Passage cité:
+-------+
Les petites îles bretonnes inspirent les écrivains chez Liana levi. Après l'île de Belz d'Emmanuel Grand (Terminus Belz, 2015), voici l'île de Trevedic de , aussi imaginaires l'une que l'autre mais proches tout de même d'une certaine réalité insulaire armoricaine.
"L'avenir d'un fils de pêcheur est tout tracé. On connaît déjà la profession de l'arrière-petit-fils."
Eprouvée par le mauvais temps et les naufrages, les rudes activités de pêche, l'isolement et la solitude, la désagréable sensation d'être épié en permanence, cette île devient vite le lieu étrange et très fermé, hors du temps et de la société, propice aux mystères en tous genres et obscures intrigues familiales. "Tout le monde se connaît. Les gens guettent ce qu'on fait dès qu'on met un pied dehors."
Edelweiss, trentenaire parisienne revient sur son île natale pour enterrer son père, tombé accidentellement d'une falaise, un jour de tempête. Troublée par cette mort inattendue ; curieuse et vive, elle s'interroge sur les circonstances de la chute et enquête, bien déterminée à éclaircir certaines incohérences. "Cette falaise, il l'arpentait quasiment tous les jours […] Cet endroit tout le monde s'en méfiait, et papa le premier, qui était sujet au vertige."
Au plus près des habitants, des amis d'enfance, des voisins, du seul policier de l'île, elle questionne sans relâche, malgré les menaces et intimidations, démasque des activités délictueuses inattendues. Véritable justicière, rien ne l'arrête.
Atypique dans son déroulement, l'histoire s'aventure hors des sentiers battus avec humour (noir) et s'extirpe allégrement du genre policier. Farfelue parfois même invraisemblable, elle décevra le lecteur en quête d'une intrigue rigoureuse mais amusera l'amateur de comédie fantaisiste.
+-------+
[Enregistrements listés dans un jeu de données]
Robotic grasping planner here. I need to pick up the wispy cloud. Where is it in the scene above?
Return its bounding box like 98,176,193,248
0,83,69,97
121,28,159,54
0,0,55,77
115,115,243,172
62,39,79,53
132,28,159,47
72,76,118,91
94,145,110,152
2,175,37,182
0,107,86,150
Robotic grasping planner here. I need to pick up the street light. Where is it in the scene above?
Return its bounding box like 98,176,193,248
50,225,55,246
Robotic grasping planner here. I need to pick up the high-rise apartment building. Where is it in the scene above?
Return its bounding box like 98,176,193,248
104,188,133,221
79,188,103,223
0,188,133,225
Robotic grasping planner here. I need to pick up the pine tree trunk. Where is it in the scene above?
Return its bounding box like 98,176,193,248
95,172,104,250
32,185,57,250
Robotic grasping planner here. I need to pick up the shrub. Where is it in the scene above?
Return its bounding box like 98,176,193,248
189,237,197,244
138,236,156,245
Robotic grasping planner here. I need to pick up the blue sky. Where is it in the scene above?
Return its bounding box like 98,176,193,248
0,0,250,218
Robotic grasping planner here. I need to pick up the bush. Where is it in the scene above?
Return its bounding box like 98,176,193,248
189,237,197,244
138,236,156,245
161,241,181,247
+-------+
Consigne:
Recopiez le passage cité depuis « Atypique dans son » jusqu'à « de comédie fantaisiste. » inclus, en substituant « public » à « lecteur ».

Corrigé:
Atypique dans son déroulement, l'histoire s'aventure hors des sentiers battus avec humour (noir) et s'extirpe allégrement du genre policier. Farfelue parfois même invraisemblable, elle décevra le public en quête d'une intrigue rigoureuse mais amusera l'amateur de comédie fantaisiste.